» 記事
-------------------------

アメ車マニア


炎628(原題:Иди и смотри[英語題:Come and see]) 1985年ソ連映画


第二次大戦当時、白ロシアと呼ばれていた現在のベラルーシでナチスが行った虐殺を描いた作品です。
タイトルの628は、ナチスが滅ぼした白ロシアの村の数と言われています。

荒野でライフルを拾った少年。
その姿を上空から偵察機が監視していた…。

自宅に戻った少年は国を占領しているナチスに対抗すべく、レジスタンスへ入隊すると母親に告げる。
森に潜むレジスタンスに合流した少年だったが、子供扱いされ、戦いには連れていってもらえない。
のけ者にされ落胆した彼は、部隊を離れる決意をする。
自宅を目指し歩き始めて間もなく、激しい爆撃でレジスタンスの基地は壊滅してしまう。
森の中で出会った少女と共にどうにか自分の村へと戻るが、そこには母親や妹を含め、村人の姿が無い。
沼地にある村人の避難場所へと走り出す少年と少女だったが、村の裏側には山のように折り重なった遺体が放置されていた。
そこにはナチスの襲撃から逃れた村人たちが潜んでいた。
生存者から、銃を持った少年を探しに訪れたナチスが、少年の家族や近所の住民を殺害した事を聞かされる。
自分が銃を手にしたばかりに…と後悔した少年は、村人たちに食糧を調達すべく、数名の男たちと出掛けていく。
地雷やナチスからの銃撃により次々と仲間を亡くし、一人残った少年は小さな村へとたどり着く。
しかしそこにナチスの部隊が乗り込んできてしまう。

-------------------------

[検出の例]
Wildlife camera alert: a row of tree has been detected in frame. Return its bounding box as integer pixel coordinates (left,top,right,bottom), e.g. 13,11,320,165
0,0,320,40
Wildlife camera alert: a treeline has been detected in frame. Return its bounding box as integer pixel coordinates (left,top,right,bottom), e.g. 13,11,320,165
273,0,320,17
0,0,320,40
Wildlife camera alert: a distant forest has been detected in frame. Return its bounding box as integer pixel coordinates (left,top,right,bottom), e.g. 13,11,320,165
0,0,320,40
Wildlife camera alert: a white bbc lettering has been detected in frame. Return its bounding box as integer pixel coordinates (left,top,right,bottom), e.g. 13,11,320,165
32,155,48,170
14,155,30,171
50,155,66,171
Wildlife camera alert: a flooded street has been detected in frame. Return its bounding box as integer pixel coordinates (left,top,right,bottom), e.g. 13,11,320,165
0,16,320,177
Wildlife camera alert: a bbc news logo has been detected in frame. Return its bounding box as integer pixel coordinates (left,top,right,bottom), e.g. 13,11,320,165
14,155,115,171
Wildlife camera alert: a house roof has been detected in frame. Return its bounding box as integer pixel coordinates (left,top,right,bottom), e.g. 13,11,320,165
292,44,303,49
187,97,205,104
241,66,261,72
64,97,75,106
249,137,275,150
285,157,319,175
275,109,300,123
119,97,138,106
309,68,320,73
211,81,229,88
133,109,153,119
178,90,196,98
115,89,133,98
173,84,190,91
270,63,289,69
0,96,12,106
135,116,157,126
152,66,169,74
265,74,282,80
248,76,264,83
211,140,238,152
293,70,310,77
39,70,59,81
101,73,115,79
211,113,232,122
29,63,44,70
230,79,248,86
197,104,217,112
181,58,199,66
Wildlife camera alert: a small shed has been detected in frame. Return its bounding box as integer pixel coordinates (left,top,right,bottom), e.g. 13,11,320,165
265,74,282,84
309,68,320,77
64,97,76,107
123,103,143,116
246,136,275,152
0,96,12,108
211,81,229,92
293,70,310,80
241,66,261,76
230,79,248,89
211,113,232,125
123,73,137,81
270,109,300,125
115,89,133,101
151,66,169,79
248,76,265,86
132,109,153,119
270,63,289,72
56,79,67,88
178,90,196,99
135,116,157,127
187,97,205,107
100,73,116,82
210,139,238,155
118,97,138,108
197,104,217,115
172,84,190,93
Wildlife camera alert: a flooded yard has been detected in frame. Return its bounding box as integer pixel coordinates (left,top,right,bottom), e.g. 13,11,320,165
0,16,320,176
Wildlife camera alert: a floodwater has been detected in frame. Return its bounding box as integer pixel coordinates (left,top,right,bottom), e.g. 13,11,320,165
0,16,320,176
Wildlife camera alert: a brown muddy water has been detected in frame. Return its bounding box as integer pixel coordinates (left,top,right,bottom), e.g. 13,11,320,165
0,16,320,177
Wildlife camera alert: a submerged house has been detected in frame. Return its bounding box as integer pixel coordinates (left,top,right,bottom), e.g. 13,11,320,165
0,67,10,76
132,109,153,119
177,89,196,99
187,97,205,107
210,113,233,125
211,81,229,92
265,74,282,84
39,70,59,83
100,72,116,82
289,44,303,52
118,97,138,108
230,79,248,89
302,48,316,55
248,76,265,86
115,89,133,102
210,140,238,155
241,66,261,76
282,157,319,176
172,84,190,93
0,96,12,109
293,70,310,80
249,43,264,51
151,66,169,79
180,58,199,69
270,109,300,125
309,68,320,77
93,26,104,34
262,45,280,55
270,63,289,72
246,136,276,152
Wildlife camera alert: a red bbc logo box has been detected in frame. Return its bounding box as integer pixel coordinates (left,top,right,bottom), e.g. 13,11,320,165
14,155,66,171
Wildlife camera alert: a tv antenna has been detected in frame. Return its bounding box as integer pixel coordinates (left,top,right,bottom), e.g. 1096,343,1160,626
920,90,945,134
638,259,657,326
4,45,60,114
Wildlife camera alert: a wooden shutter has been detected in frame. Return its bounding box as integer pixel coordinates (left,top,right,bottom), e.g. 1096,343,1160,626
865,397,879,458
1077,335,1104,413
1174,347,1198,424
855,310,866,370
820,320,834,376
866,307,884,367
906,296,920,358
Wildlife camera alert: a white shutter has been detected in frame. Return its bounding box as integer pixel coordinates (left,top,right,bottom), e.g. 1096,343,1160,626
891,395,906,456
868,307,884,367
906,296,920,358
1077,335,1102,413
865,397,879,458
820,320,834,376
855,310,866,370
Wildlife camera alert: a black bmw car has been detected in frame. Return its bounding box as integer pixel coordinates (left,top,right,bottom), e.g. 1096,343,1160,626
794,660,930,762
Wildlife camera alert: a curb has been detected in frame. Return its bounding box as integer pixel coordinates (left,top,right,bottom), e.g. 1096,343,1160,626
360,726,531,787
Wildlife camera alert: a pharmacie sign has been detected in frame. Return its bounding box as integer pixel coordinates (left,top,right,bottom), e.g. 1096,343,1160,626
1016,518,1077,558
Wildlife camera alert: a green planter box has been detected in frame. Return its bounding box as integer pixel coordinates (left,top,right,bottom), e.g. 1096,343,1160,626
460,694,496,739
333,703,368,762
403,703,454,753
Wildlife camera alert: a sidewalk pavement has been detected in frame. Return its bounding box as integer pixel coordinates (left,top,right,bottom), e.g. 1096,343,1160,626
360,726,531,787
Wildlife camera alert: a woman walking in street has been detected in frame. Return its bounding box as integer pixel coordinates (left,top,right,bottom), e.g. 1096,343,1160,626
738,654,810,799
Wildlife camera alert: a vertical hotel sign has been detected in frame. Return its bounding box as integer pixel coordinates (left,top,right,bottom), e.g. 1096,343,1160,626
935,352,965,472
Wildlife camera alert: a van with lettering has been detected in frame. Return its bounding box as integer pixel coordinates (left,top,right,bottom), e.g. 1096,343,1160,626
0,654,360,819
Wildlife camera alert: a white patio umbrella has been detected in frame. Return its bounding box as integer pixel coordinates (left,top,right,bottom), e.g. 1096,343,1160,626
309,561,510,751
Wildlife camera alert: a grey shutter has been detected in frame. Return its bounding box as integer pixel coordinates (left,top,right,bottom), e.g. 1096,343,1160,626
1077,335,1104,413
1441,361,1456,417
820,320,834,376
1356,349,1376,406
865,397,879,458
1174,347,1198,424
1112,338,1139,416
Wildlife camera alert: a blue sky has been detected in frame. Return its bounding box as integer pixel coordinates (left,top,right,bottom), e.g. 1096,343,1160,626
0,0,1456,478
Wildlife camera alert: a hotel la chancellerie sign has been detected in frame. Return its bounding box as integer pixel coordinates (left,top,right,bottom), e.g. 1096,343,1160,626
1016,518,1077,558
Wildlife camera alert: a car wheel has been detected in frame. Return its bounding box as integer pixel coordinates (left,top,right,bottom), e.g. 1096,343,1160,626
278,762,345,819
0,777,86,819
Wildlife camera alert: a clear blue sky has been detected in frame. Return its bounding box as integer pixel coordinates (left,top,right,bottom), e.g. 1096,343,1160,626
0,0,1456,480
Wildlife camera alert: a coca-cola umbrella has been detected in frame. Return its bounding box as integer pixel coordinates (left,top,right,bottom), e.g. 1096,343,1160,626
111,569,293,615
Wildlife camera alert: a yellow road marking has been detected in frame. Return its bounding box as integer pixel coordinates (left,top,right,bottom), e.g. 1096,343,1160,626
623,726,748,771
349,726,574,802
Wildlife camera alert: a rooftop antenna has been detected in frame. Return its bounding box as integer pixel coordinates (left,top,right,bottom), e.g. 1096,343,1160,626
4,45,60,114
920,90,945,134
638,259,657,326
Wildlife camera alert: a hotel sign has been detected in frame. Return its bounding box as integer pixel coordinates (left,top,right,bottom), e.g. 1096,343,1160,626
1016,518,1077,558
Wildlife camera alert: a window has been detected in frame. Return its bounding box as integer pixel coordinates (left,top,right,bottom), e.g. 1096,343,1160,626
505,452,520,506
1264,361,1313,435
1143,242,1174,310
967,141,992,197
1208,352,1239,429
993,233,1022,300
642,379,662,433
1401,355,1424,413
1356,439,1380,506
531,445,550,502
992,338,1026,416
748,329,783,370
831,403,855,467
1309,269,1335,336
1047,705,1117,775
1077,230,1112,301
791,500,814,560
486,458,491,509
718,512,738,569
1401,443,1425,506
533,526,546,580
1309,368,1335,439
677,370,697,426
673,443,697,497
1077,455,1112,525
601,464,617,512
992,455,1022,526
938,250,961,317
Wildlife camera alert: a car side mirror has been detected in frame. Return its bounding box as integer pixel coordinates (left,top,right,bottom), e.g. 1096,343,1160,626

-------------------------

» 実行タスク
映画「炎628」の記事のうち、「森に潜むレジスタンスに合流し」から「民を殺害した事を聞かされる。」までを一字一句変えずに出力してください。

» 回答
森に潜むレジスタンスに合流した少年だったが、子供扱いされ、戦いには連れていってもらえない。
のけ者にされ落胆した彼は、部隊を離れる決意をする。
自宅を目指し歩き始めて間もなく、激しい爆撃でレジスタンスの基地は壊滅してしまう。
森の中で出会った少女と共にどうにか自分の村へと戻るが、そこには母親や妹を含め、村人の姿が無い。
沼地にある村人の避難場所へと走り出す少年と少女だったが、村の裏側には山のように折り重なった遺体が放置されていた。
そこにはナチスの襲撃から逃れた村人たちが潜んでいた。
生存者から、銃を持った少年を探しに訪れたナチスが、少年の家族や近所の住民を殺害した事を聞かされる。